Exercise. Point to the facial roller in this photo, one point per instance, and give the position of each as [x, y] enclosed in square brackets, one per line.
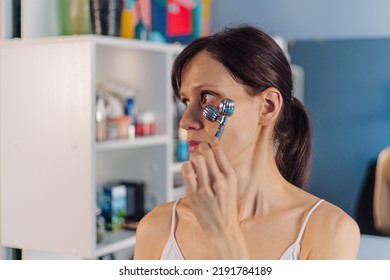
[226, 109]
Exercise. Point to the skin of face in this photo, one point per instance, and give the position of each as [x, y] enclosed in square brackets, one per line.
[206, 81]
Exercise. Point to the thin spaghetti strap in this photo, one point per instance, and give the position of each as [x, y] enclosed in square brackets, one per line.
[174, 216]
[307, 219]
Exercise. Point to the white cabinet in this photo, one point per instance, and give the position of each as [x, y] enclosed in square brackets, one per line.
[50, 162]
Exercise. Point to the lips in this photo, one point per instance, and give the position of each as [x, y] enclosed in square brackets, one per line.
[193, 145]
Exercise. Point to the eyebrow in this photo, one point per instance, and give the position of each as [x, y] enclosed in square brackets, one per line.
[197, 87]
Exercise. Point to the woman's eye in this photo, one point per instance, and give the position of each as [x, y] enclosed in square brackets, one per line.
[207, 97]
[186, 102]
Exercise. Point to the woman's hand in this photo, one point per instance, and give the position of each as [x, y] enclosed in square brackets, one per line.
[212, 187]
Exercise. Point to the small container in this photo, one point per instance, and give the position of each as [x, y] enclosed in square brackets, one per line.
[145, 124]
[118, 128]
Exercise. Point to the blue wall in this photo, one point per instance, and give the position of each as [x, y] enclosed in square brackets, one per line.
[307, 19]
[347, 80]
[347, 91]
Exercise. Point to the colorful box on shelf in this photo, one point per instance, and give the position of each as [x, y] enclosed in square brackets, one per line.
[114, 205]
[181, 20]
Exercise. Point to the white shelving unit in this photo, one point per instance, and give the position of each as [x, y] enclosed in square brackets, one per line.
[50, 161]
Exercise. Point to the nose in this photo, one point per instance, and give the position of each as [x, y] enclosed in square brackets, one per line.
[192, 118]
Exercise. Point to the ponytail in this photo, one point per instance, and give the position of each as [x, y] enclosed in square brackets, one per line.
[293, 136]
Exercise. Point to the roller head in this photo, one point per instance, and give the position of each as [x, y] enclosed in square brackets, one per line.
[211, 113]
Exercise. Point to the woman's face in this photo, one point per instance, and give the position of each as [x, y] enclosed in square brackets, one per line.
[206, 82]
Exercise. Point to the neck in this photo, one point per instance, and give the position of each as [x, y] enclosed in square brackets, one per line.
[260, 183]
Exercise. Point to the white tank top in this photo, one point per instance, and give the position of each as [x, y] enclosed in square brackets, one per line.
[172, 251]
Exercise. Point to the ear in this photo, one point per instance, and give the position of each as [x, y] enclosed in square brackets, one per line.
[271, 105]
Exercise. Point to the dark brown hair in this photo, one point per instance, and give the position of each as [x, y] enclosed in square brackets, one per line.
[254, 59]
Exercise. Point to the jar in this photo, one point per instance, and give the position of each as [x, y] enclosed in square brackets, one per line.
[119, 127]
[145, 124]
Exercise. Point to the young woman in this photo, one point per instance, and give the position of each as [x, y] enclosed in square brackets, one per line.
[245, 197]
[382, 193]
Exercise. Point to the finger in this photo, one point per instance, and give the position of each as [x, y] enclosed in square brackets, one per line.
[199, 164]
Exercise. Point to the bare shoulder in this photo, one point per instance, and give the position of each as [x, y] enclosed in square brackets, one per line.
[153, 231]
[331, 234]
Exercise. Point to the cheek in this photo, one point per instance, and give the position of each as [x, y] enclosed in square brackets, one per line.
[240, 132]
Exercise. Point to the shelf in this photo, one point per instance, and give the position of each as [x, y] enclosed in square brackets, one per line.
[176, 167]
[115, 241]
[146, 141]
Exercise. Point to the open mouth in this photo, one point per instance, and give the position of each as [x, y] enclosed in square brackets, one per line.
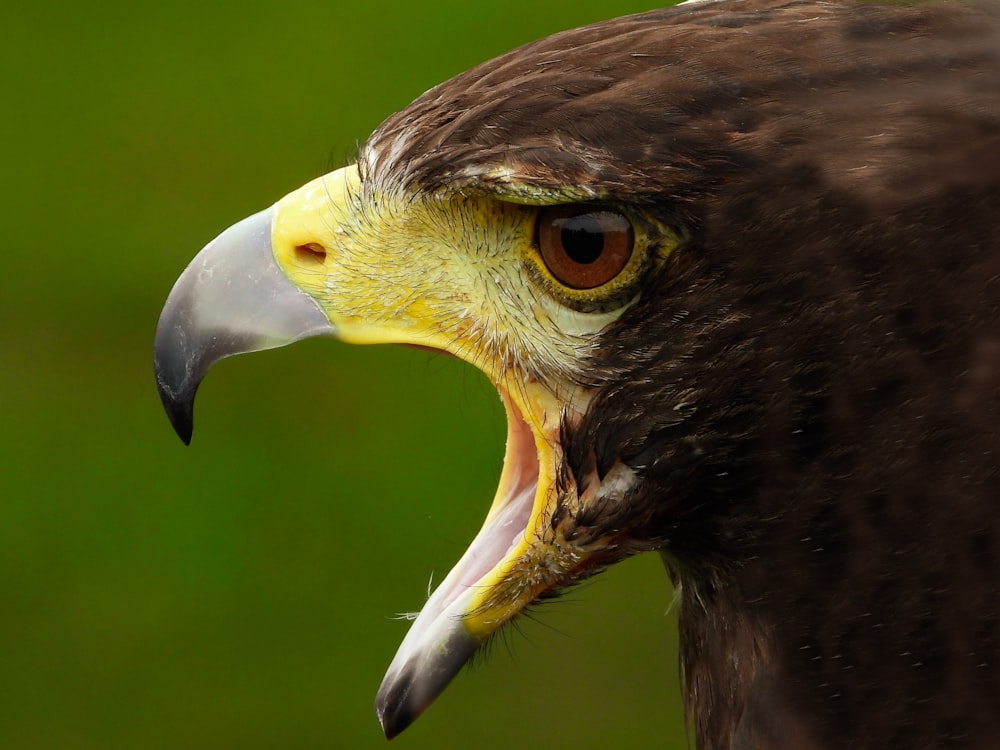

_What the task requires_. Print each line from the one containing "Exercise. Point to the jar" through the last line of the listing, both included, exactly and with no pictures.

_Written solution_.
Exercise. Point to the jar in this photo, one point per instance, and give the position of each as [x, y] enclosed in square brackets, one per line.
[119, 127]
[145, 124]
Exercise. Point to the young woman in this photo, one point per instance, and give the position of each as [x, y] enclosed in square brackets, one per line.
[245, 197]
[382, 193]
Exercise. Point to the finger in this photo, one point per instance, and give the position of each as [x, y] enclosed in square brackets, one per line.
[199, 164]
Exercise. Point to the bare shoulder in this photo, one point per instance, and give the position of each as [x, y] enclosed in square brackets, one per line.
[153, 231]
[331, 234]
Exercise. Point to the cheek in this photo, one point per instance, and give the position of each as [x, y] enclosed in square brackets, one per line.
[240, 132]
Exercise. Point to the shelf in this photo, one point per instance, and give the position of each as [x, y] enclosed in square brackets, one per line.
[176, 167]
[115, 241]
[146, 141]
Exercise. Point to the open mouth in this photo, one point per instance, and give the position of each as [x, y] enclosed in square brackets, one per line.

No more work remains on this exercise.